### Required action
Here are some records. Transcribe all of them exactly.

### Material provided
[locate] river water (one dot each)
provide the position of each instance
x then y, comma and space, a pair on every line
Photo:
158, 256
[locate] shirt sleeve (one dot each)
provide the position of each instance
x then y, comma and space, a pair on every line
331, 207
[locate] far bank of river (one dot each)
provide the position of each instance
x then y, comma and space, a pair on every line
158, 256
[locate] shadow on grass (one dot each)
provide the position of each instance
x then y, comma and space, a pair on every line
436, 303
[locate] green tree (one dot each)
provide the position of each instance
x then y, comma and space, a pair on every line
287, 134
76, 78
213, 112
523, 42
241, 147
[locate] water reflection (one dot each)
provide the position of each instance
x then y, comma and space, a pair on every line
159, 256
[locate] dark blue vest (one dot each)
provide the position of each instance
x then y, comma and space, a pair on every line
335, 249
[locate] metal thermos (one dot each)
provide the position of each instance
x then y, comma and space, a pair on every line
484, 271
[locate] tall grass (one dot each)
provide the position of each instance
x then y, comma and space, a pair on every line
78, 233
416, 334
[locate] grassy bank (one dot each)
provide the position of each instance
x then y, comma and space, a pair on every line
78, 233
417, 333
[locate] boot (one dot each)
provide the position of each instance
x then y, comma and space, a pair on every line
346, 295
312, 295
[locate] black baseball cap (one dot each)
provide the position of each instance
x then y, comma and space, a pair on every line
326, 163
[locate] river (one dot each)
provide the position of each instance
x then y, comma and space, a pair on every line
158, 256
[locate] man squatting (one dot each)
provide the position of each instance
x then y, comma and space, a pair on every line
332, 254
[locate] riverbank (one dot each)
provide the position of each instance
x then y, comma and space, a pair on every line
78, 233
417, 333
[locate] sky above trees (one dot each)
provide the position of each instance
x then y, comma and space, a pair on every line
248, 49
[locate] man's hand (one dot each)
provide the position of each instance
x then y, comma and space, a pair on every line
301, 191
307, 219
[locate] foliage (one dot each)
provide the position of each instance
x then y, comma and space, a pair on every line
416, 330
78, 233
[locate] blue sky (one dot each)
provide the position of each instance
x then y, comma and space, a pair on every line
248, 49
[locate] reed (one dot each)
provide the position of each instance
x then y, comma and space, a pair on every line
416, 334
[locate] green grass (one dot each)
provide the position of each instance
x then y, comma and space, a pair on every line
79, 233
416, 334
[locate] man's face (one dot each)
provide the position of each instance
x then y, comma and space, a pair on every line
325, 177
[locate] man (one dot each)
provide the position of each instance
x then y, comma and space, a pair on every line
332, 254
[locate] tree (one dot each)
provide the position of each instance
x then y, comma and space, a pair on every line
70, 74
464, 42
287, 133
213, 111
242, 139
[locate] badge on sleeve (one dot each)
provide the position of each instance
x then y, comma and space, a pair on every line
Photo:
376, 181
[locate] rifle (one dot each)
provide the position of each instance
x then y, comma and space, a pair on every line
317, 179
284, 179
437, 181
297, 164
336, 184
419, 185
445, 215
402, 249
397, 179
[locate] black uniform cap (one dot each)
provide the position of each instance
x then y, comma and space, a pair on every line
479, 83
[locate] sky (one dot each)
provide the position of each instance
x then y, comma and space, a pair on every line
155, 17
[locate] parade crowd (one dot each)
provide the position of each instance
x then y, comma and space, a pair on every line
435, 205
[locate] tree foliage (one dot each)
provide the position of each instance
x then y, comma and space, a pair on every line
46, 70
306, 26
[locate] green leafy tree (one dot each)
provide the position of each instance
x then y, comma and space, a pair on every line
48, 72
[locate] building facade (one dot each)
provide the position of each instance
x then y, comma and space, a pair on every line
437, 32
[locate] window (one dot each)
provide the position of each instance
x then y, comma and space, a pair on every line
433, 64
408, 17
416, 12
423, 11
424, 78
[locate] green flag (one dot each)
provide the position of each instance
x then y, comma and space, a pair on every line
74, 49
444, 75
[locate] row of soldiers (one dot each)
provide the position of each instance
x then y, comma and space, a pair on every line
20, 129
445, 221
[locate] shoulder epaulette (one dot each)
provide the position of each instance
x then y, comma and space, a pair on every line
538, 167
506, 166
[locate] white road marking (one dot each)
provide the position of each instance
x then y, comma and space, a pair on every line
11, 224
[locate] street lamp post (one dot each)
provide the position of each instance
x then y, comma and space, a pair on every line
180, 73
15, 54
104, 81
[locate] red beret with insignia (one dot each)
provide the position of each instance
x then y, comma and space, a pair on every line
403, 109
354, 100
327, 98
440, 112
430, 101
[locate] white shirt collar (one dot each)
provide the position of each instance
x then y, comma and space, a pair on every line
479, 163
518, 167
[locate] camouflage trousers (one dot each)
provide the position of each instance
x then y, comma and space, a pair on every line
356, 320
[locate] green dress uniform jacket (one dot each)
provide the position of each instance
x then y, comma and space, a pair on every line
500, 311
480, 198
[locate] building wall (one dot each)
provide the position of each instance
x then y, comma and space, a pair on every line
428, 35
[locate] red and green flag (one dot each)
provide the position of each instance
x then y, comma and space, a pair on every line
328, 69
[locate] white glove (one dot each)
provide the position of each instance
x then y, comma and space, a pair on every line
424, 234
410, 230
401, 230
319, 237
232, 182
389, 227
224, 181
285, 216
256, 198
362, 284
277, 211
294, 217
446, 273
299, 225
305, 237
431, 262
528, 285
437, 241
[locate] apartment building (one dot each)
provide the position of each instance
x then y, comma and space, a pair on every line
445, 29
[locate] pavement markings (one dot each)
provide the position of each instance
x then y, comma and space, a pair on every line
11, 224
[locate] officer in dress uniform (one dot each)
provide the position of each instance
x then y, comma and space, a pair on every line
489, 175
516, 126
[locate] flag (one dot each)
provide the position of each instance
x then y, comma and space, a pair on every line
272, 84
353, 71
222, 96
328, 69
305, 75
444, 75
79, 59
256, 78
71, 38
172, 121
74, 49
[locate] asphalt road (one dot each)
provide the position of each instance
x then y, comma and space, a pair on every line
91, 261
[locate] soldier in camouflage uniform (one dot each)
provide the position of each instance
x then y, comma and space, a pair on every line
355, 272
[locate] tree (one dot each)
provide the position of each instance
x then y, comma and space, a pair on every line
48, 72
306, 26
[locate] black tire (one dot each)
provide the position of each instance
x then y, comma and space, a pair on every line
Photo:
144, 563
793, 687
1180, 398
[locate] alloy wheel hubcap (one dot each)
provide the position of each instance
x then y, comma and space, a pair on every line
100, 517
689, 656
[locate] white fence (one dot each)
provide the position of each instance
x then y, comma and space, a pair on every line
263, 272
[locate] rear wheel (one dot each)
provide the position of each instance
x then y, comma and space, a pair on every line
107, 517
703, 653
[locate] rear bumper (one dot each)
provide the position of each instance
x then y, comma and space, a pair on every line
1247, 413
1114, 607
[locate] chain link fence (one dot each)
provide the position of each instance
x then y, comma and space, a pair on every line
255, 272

### Completed exercise
[locate] river water (one dot each)
provide the position of each instance
x then y, comma and space, a pair on every line
Photo:
158, 256
[locate] shirt sleeve (one dot each)
provide the position of each instance
x then y, comma and space, a pair on every line
331, 207
[locate] far bank of river (one dot each)
provide the position of each instance
x then y, comma and space, a pair on every line
158, 256
[locate] shadow on grass (one dot each)
provide the position of each instance
x then y, comma and space, a pair on every line
436, 303
[locate] green tree (one dot each)
provide the position of each instance
x then y, comma and space, a pair on every line
287, 134
76, 78
213, 112
523, 42
241, 147
[locate] water reflection (one dot each)
provide the position of each instance
x then y, comma and space, a pair on every line
159, 256
[locate] dark blue vest (one dot each)
provide the position of each instance
x then y, comma and space, a pair on every line
335, 249
[locate] metal thermos (one dot each)
provide the position of each instance
x then y, comma and space, a pair on every line
484, 271
[locate] tall grass (one dot each)
provide the position of each instance
x then y, comma and space, a pair on every line
78, 233
416, 334
[locate] grassy bank (one dot each)
provide the position of each instance
x then y, comma and space, a pair on every line
78, 233
417, 333
[locate] boot (one dot each)
provide the position of each instance
x then y, comma and space, a pair on every line
346, 295
312, 295
[locate] black baseball cap (one dot each)
provide the position of each instance
x then y, comma and space, a pair on every line
326, 163
[locate] river (one dot each)
provide the position of each instance
x then y, comma and space, a pair on every line
158, 256
[locate] man squatting (one dot each)
provide the position of each instance
x then y, comma and space, a pair on every line
332, 254
[locate] riverbank (one dot each)
provide the position of each instance
x then y, comma and space, a pair on every line
78, 233
417, 333
[locate] sky above trees (one dot each)
provide the position of each instance
x then y, comma and space, a pair on every line
248, 49
[locate] man's hand (one dot each)
provide the position of each instance
x then y, comma and space, a pair on every line
301, 191
307, 219
[locate] foliage (one dot each)
provide the position of each instance
x then y, comma and space, a pair on every line
416, 330
78, 233
[locate] blue sky (one dot each)
provide the position of each instance
x then y, comma and space, a pair on every line
248, 49
[locate] reed (one dot each)
provide the position of each instance
x then y, comma and space, a pair on every line
416, 334
[locate] green grass (one dot each)
provide the position of each instance
x then y, comma and space, a pair on every line
79, 233
416, 334
[locate] man's face (one dot each)
provide the position of each instance
x then y, comma and space, a pair on every line
325, 177
[locate] man (one dot each)
provide the position of each instance
x then y, comma and space, a pair on every line
332, 254
[locate] tree (one dot each)
provide the position of each instance
x then y, comma and space, a pair on every line
70, 74
464, 42
287, 133
213, 111
242, 139
[locate] badge on sleeve (one dot each)
provide the position of each instance
x then y, comma and space, a pair on every line
Photo:
376, 181
[locate] rifle (one dot each)
provide the position of each instance
x then y, comma and space, a pair on every line
317, 179
284, 179
437, 181
297, 164
336, 184
419, 185
445, 215
402, 249
397, 179
[locate] black uniform cap (one dot each)
provide the position of each instance
x then y, comma and space, a pair on every line
479, 83
[locate] sky (one dot each)
provide the position of each instance
x then y, comma and space, a pair on every line
155, 17
[locate] parade crowd (one dot each)
provide the position of each instance
x then y, comma and space, a pair on every line
435, 205
[locate] tree foliage (one dot each)
provide the position of each instance
x then y, comma and space, a pair on every line
46, 70
306, 26
[locate] green leafy tree (one dot each)
provide the position of each instance
x then y, comma and space, a pair on every line
48, 72
[locate] building facade (one dot each)
provide the position of each instance
x then y, comma and space, a pair on every line
437, 32
[locate] window (one dot each)
provide the position of each instance
x then y, comma and space, a pair on every line
433, 64
408, 17
416, 12
423, 11
424, 78
[locate] green flag (one dot each)
provide the position of each instance
x then y, comma and space, a pair on every line
74, 49
444, 75
[locate] row of soldiers (one dot each)
provide the position of each instance
x then y, comma and space, a pair on every line
20, 129
445, 221
[locate] shoulder epaulette (one dot each)
provide the position of each instance
x then y, comma and space, a pair on every line
538, 167
506, 166
[locate] white road marking (one dot each)
provide the position of each instance
x then y, comma and space, a pair on every line
11, 224
[locate] street lamp post (one dot each)
provide the position of each instance
x then y, comma and space, a pair on every line
180, 73
15, 54
104, 81
[locate] red beret with insignia (one dot each)
provide the position of each instance
x then y, comma and space, a pair on every line
403, 109
354, 100
327, 98
440, 112
430, 101
[locate] white shirt collar (one dot each)
provide the position of each instance
x then y, comma and space, a pair on every line
479, 163
518, 167
[locate] camouflage trousers (one dot each)
provide the position of each instance
x then y, comma and space, a pair on every line
356, 320
[locate] green dress uniform jacket (one dot each)
provide the position of each instance
x then y, comma and space, a pair on every line
500, 311
480, 198
[locate] building wall (one dot each)
provide the position of each instance
x then y, comma and space, a pair on every line
428, 35
[locate] red and green flag (one dot each)
provide the position of each instance
x then y, comma and space, a pair on every line
328, 69
[locate] white glove (one dot each)
provide the position of each instance
x then y, comma and space, a pair on every line
424, 234
410, 230
401, 230
319, 237
232, 182
389, 227
224, 181
285, 216
256, 198
362, 284
277, 211
294, 217
446, 273
299, 225
305, 237
431, 262
528, 285
437, 241
[locate] apartment building (one dot each)
provide the position of each instance
x then y, comma and space, a pair on every line
445, 29
[locate] pavement markings (one dot each)
provide the position of each instance
x then y, comma and space, a pair on every line
11, 224
[locate] officer in dress uniform (one dot each)
provide the position of each instance
x then y, comma and space, a pair on every line
489, 175
516, 126
[locate] flag (one dot each)
provide the position of each instance
x then y, comma and space, a pair on every line
272, 84
353, 71
222, 96
328, 69
305, 75
444, 75
79, 59
256, 78
71, 38
172, 121
74, 49
[locate] asphalt road (one dot each)
provide the position of each instance
x then y, comma and space, a pair on every line
91, 261
[locate] soldier in camouflage uniform (one dot each)
provide the position of each instance
x then y, comma and space, a pair on every line
355, 272
[locate] tree (one dot each)
provide the position of each instance
x then y, comma and space, a pair on every line
48, 72
306, 26
[locate] black tire (one dot each)
provide the position of each instance
x then y, comma and space, a pair on every line
Photo:
144, 563
793, 687
1180, 398
[locate] alloy wheel hubcap (one dot each)
provide the position of each instance
x then y, comma and space, a pair on every line
100, 517
689, 656
[locate] white fence (one dot each)
provide the position of each instance
x then y, comma and space, a pair on every line
263, 272
[locate] rear wheel (one dot each)
provide the position of each instance
x then y, comma and space, a pair on every line
107, 517
703, 653
[locate] rear bumper (one dot each)
provide the position of each instance
x then y, comma and space, a pair on every line
1247, 413
1114, 607
[locate] chain link fence (one dot each)
provide the position of each instance
x then y, comma and space, a pair on every line
255, 272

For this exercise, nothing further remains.